--- Start of Source excerpt ---

Military and Strategic
The Balakot Narrative: The IAF executed a classic counter-terrorism operation with the use of air power at its source deep inside Pakistan, 190km from Islamabad; not in Pakistan Occupied Kashmir (PoK) nor against terrorist launch-pads as was the case in surgical strikes 2016. The target was a JeM training camp with its associated infrastructure. India described the air strikes as a ‘pre-emptive, non-military action in self-defence based on actionable intelligence’ — all this being a tad disingenuous as there was everything military about eliminating a Jaish training facility at Balakot.
To avenge India’s violation of Pakistan’s sovereignty, PAF retaliated the next day across the Line of Control (LC) in the Nowshera-Poonch sectors with a strike package of 20 aircraft and disgorged its ordnance in the open to avoid civilian casualties, collateral and escalation. Although Pakistan’s response was inevitable to restore the image of the Pakistan military tarnished by the Balakot raids, and a lingering sense of humiliation from the 1971 war, the IAF, it seems, was caught off guard. The PAF intrusions resulted in a dogfight in an era of beyond visual range weaponry between two nuclear armed neighbours in less than a war situation.

Foreign secretary Vijay Gokhale informing the nation about the air strikes
The special features of this military-strategic operation are:
Deterrence
Deterrence works best when neither side feels vulnerable. An all-out conventional war between India and Pakistan since 1971 has been deterred by initially India’s marked superiority in conventional forces and later by possession of nuclear weapons by both sides. Then Pakistan went under the radar to unleash its perceived low cost-high gain cross-border terrorism under a nuclear overhang. The JeM terrorist attack against Parliament led to India’s failed coercive diplomacy in Operation Parakram but led to a fruitful back channel dialogue which was killed by the attack on Mumbai in 2008 and Gen. Musharraf’s ouster as army chief and President. Pakistan’s state and non-state actors were back in business with cross-border terrorism culminating in Pulwama suicide attack followed by air strikes in Balakot.

--- End of Source excerpt ---
--- Start of Material provided ---

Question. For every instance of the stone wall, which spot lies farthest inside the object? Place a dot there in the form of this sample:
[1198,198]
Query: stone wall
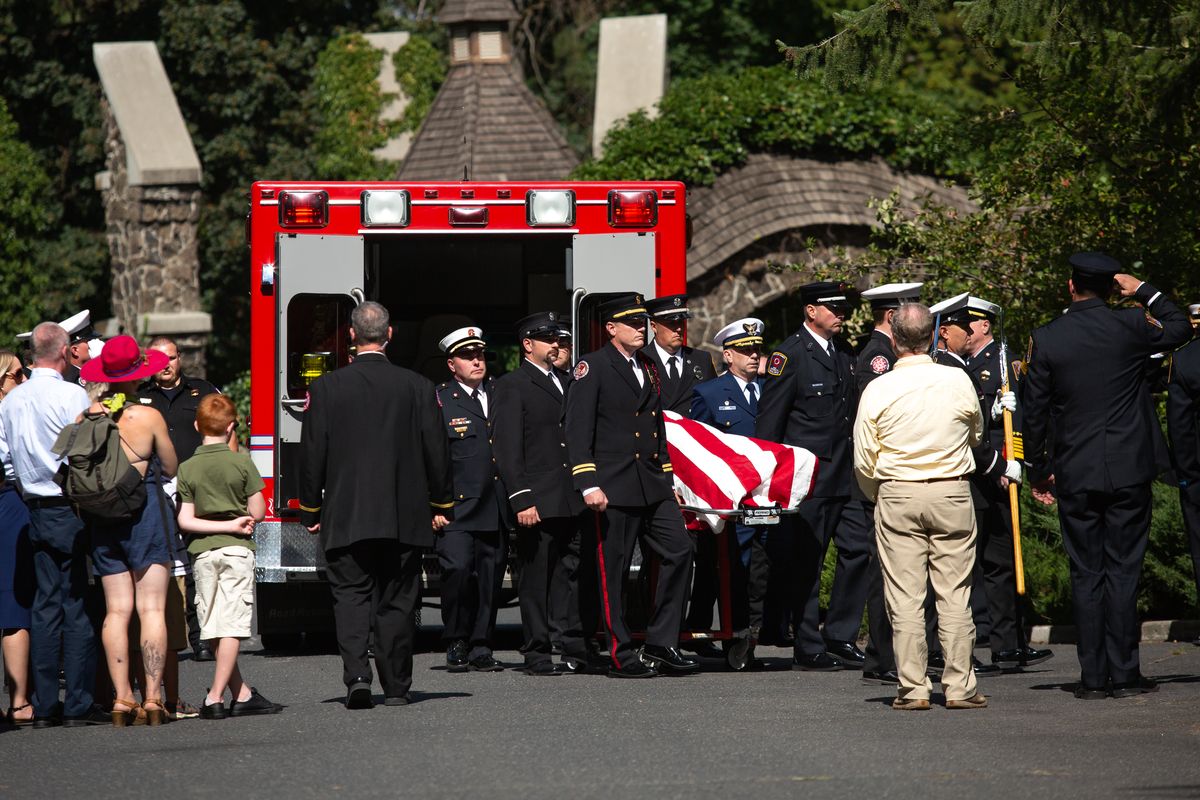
[153,240]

--- End of Material provided ---

Set tasks →
A - Answer each question from the Balakot excerpt, one answer per line, marked as the questions are.
(i) How far from Islamabad was the target of the IAF strike?
(ii) How many aircraft made up the PAF strike package?
(iii) What was the name of the operation in which India's coercive diplomacy failed?
B - Carry on the Balakot excerpt for one more paragraph, picking up right after its final sentence.

Answers for the exercise →
A -
(i) 190km
(ii) 20
(iii) Operation Parakram

B -
It is the failure of India’s conventional deterrence — both dissuasive and offensive — which is undermined by escalating shortfalls in military superiority and inadequacy of its defensive system along the LC. Thus, India lacks the capacity of coercion to either deter Pakistan from continuing with terrorism or compelling it to stop it. The transition from threat of use of force to its actual use is incremental and calibrated — ground surgical strikes, limited operations including air raids to conventional war. Simply put, military capacity and political will are keys to deterrence which India lacks and can, therefore, not shape strategic choices. One-time ground or air strikes can only caution Pakistan, not make it end cross-border terrorism, even at a time when economically, it has never been more enfeebled and diplomatically isolated as now. Still it has not one but possibly two P5 countries — China and Russia — on its side. Pakistan’s riposte after Balakot was to restore the balance in deterrence.